* Reading text:
But Healing Hurt People, which serves up to 150 participants, tackles the other side of recovery. This free program identifies and addresses the victim’s trauma through concrete case management, said Rich, the author of “Wrong Place, Wrong Time: Trauma and Violence in the Lives of Young Black Men.”
“Across the spectrum of services,” he said, “we ought to be thinking about trauma. Don’t ask what’s wrong; ask what happened to this person. Instead of jail, get them help they need to heal: support in the community, counseling. We want to change the conversation away from bad behavior and criminal justice toward one that’s about healing and strength.”
The Healing Hurt People team works at the hospital during peak emergency-room hours (9 p.m. to 2 a.m.). A program manager who is a clinical social worker, two social workers and a pair of Intervention Peer Specialists who have gone through the program identify victims of violence and offer them free help.
This group provides “trauma therapy,” including behavioral counseling, youth assessment and other social-work-related services that help program participants re-emerge into society after their ordeals.
The Intervention Peer Specialists provide victims with on-site counseling. The peer specialists are critical because they have personally experienced much of what their patients have endured. They can help interpret doctors’ diagnoses and use their own injuries to predict what victims will face. The program’s social workers make home visits. Group counseling is available, too.

* Problems and tasks:
(a) Say whether each statement agrees with the text about Healing Hurt People. Answer yes or no for each, and quote the words of the text that decide it.
(i) The team works at the hospital from 9 p.m. to 2 a.m.
(ii) Participants pay a fee for the program.
(iii) The peer specialists have personally gone through much of what their patients have endured.
(b) Translate this sentence from the Healing Hurt People text into French: "The program’s social workers make home visits."
(c) Continue the text about Healing Hurt People, starting after its last sentence.

* Data section:
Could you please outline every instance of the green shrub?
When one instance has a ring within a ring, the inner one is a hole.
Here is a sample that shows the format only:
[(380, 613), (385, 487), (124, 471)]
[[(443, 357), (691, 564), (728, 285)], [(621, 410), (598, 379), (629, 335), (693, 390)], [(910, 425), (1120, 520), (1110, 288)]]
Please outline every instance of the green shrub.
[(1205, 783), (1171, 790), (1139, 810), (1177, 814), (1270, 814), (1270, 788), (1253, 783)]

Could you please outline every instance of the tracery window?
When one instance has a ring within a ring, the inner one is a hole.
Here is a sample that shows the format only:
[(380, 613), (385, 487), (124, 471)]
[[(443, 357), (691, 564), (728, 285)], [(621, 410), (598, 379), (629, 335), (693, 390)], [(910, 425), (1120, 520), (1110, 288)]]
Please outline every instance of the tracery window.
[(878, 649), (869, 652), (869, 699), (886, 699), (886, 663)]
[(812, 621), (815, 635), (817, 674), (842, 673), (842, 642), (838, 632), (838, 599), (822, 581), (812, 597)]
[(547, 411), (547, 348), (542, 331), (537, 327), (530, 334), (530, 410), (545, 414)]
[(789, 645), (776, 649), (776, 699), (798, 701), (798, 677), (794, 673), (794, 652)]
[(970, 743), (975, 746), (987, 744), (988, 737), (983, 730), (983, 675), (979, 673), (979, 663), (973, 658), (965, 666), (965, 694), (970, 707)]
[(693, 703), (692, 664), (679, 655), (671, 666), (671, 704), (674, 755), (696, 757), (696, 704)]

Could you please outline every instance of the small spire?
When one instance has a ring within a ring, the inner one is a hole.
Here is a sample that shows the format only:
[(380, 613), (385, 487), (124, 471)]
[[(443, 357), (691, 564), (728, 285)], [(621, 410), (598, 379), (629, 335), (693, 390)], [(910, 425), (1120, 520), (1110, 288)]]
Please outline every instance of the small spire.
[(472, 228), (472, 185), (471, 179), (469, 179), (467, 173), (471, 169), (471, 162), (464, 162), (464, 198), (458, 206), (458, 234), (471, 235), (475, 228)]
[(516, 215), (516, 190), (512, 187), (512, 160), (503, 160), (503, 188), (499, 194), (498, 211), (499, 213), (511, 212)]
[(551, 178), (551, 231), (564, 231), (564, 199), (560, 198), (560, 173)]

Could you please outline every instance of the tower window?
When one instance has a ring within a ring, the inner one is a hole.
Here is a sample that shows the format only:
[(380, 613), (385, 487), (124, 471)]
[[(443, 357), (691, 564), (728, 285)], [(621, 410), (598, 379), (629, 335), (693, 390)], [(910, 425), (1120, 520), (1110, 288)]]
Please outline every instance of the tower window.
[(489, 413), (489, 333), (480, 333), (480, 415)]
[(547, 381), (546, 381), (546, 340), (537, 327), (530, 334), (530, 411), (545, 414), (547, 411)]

* Responses:
(a)
(i) Yes: "The Healing Hurt People team works at the hospital during peak emergency-room hours (9 p.m. to 2 a.m.)."
(ii) No: "This free program identifies and addresses the victim’s trauma through concrete case management"
(iii) Yes: "The peer specialists are critical because they have personally experienced much of what their patients have endured."

(b) Les travailleurs sociaux du programme effectuent des visites à domicile.

(c)
“While the tendency is to measure and think about violence in terms of homicide,” Rich said, “with young black men, the burden and pain [also] are caused emotionally through trauma. The concerning part is, if it’s not identified, it goes unrecognized and it goes untreated. . .The good news is there is a way to approach this. . .Our program can help.”
Healing Hurt People changed the life of Jermaine McCorey, 26. He used to sell marijuana in north Philadelphia. He was shot three times in a 2010 incident and again, 18 months later. Healing Hurt People hired him and gave him a new outlook on life. McCorey, on staff as an Intervention Peer Specialist for two years, now shares his story with victims and works as a liaison between doctors and patients.
“After I got shot, I was going through depression,” McCorey said. “I had a feeling of hopelessness. I wasn’t able to sleep much. I was withdrawn, and if I closed my eyes I saw gunfire. I would stay home with the blinds closed. I would stare into the TV, and it would be playing my experience over and over again.
“It’s been invigorating to come out of all that. A social worker came to my bedside. I took that as one step to getting out of the drug game. They were able to make me aware of my emotions because I wouldn’t talk about it. The psycho-educational group [sessions] really helped me to understand I wasn’t the only one going through this. So, now, to help others, it’s truly empowering.”
Jose Ferran, 20, is the other Intervention Peer Specialist. He was shot in 2011 and recovered from his wound. But he was mired in guilt for telling the truth about who shot him.
“It was embarrassing that I was called a ‘snitch,’ but the program helped change the lens for me on what the truth looks like,” Ferran said. “I found a sense of identity and a reason it happened to me.
“Now, I have a meaning in life. With the program, I found a community that encouraged me and strengthened me,” Ferran said. “When I talk to the kids who are in the ER or their parents, I can simplify all that is happening and will happen. I make a connection because I have been through what they’re going through.”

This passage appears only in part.